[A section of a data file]
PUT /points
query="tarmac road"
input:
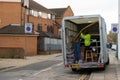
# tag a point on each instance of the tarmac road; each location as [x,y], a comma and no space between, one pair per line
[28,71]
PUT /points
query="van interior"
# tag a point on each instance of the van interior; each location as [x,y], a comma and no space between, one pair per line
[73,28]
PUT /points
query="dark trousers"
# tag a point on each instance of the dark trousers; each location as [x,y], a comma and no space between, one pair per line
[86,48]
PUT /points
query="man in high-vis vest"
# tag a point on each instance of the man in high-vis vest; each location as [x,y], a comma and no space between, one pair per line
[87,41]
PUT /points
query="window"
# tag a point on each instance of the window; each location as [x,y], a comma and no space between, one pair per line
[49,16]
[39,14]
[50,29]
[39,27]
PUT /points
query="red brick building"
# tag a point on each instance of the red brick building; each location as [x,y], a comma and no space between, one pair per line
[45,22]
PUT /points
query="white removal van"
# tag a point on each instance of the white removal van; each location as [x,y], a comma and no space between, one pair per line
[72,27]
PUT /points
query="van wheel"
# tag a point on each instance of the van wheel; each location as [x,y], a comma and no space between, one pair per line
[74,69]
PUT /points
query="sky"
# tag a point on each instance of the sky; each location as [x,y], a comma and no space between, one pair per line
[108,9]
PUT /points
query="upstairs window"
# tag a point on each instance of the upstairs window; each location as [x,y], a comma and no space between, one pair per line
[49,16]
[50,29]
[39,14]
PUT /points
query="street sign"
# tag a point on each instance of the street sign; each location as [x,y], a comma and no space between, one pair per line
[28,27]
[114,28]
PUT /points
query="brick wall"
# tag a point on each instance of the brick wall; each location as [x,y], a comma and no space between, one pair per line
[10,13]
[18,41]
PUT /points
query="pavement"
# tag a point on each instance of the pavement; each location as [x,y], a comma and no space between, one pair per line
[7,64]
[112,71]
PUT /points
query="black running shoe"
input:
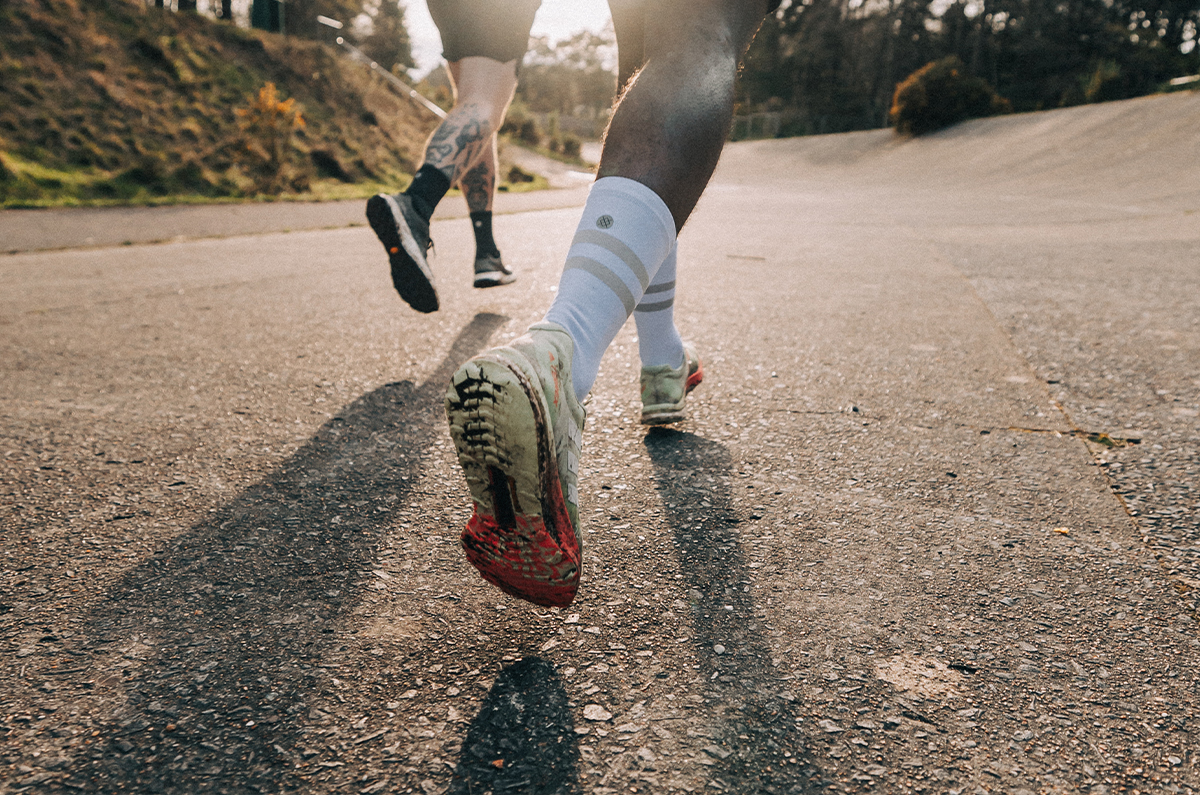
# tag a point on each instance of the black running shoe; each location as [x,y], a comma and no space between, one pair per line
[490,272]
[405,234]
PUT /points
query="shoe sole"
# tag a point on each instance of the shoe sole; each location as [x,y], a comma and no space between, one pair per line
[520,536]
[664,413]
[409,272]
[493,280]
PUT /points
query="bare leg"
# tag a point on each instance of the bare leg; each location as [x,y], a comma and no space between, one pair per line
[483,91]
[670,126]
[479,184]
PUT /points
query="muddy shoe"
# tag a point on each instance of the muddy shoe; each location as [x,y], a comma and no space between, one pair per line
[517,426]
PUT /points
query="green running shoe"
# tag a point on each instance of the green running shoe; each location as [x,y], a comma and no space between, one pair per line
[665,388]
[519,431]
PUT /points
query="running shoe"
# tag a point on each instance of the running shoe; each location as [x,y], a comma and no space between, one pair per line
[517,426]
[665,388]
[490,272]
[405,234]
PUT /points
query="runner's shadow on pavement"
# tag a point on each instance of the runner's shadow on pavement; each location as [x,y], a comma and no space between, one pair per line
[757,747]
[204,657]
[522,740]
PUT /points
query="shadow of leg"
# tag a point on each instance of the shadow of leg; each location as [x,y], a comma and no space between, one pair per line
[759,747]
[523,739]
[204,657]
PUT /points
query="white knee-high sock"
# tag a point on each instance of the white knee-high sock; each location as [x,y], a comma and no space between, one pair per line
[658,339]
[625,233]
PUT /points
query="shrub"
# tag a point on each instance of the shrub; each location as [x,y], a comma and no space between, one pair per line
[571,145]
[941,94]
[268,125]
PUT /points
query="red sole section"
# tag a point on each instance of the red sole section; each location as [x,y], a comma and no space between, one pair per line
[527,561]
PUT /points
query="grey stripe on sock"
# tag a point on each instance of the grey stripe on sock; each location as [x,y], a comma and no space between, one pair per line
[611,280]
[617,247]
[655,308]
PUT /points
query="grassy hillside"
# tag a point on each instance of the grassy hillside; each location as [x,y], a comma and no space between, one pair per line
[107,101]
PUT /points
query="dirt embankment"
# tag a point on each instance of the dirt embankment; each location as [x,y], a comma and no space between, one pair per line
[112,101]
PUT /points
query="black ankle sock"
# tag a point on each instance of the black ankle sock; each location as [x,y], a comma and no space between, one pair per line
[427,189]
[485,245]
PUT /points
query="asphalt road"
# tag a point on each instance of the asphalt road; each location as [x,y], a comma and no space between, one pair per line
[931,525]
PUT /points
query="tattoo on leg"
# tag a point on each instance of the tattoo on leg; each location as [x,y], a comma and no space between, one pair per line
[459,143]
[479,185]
--
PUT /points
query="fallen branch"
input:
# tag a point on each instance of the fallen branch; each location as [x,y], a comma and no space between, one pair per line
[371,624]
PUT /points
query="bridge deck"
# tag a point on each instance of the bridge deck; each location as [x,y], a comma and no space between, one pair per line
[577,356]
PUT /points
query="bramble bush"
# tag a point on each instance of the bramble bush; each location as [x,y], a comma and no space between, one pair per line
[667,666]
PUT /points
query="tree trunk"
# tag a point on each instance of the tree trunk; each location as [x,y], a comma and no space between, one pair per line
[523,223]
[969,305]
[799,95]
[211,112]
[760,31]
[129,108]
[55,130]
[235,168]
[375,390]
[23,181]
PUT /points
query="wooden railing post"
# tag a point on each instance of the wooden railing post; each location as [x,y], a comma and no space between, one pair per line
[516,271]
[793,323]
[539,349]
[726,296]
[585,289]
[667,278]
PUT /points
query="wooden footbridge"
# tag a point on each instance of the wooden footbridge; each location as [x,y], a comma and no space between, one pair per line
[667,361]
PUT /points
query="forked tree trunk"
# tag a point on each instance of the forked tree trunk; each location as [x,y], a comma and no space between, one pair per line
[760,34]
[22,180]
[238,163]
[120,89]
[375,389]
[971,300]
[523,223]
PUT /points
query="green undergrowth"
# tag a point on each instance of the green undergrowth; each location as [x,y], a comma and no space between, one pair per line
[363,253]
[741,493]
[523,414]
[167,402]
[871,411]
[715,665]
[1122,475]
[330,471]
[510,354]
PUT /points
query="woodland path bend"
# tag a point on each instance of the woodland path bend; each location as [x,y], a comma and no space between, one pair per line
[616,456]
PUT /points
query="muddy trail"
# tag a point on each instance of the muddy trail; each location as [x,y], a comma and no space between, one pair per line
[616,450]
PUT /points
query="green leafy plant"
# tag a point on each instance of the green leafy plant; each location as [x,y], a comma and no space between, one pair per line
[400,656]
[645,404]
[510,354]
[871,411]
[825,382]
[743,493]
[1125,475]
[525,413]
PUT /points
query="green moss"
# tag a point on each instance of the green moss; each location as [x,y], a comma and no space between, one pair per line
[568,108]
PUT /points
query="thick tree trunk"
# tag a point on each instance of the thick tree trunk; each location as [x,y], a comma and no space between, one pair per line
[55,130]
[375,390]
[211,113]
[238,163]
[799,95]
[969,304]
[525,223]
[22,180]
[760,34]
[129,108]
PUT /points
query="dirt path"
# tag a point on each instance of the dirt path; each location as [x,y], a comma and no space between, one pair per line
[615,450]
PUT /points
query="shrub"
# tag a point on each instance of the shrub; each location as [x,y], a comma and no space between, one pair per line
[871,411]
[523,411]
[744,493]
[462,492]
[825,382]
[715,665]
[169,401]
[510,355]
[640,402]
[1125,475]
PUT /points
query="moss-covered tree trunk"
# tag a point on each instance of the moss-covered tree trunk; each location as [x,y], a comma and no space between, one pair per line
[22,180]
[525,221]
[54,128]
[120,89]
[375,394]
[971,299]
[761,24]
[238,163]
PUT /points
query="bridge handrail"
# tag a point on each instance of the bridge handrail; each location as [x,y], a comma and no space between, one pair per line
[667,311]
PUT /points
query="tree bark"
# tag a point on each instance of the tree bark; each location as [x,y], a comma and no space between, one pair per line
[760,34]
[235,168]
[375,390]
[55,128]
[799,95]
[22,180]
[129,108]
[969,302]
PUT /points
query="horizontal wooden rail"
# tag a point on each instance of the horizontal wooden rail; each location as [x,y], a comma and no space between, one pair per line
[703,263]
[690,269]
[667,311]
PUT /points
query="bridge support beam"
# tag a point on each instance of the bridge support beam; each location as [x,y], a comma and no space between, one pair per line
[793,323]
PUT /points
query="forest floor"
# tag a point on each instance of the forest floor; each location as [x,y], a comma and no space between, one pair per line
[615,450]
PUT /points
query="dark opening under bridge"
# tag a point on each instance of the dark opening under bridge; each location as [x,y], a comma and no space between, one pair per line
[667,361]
==
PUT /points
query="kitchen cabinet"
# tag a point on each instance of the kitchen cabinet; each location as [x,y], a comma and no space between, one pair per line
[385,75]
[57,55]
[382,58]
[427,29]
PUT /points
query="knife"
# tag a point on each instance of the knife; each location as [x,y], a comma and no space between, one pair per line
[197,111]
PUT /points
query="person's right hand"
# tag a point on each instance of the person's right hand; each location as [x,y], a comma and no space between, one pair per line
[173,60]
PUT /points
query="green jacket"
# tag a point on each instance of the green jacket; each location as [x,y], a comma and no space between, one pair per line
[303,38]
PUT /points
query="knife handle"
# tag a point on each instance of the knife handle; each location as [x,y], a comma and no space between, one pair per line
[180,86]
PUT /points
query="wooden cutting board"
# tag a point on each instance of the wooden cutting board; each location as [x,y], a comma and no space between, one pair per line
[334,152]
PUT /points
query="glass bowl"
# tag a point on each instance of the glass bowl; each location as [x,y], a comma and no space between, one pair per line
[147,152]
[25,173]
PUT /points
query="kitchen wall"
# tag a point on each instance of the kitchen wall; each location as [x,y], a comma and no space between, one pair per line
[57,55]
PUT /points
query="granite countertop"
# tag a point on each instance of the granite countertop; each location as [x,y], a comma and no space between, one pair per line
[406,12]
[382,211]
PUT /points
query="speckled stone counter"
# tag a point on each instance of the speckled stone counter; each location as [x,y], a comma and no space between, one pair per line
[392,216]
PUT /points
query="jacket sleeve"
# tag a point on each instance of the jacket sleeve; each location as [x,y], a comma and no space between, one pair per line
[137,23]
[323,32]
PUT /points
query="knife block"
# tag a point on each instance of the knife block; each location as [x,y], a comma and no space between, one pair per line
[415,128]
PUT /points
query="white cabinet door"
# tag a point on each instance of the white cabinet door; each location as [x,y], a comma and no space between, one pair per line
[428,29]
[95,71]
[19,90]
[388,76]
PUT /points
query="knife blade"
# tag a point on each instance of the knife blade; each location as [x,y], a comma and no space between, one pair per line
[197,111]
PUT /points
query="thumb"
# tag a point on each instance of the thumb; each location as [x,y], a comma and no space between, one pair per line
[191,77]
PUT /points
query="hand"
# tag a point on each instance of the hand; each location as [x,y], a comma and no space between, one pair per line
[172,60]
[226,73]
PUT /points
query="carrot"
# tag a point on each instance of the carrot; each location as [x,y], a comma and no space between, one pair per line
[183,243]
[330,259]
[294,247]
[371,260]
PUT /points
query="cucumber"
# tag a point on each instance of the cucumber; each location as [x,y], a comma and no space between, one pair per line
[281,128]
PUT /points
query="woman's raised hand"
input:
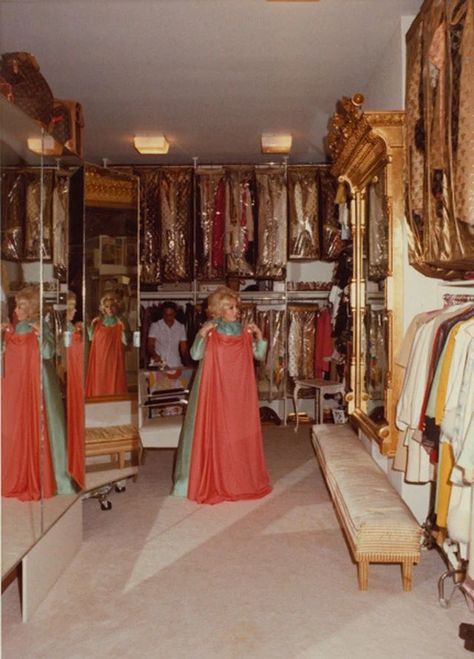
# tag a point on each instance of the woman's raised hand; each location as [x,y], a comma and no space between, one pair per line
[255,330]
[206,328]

* **Instruction**
Count the lines in the records above that contain the string "grey". Reply with the number alone.

* **Task response**
2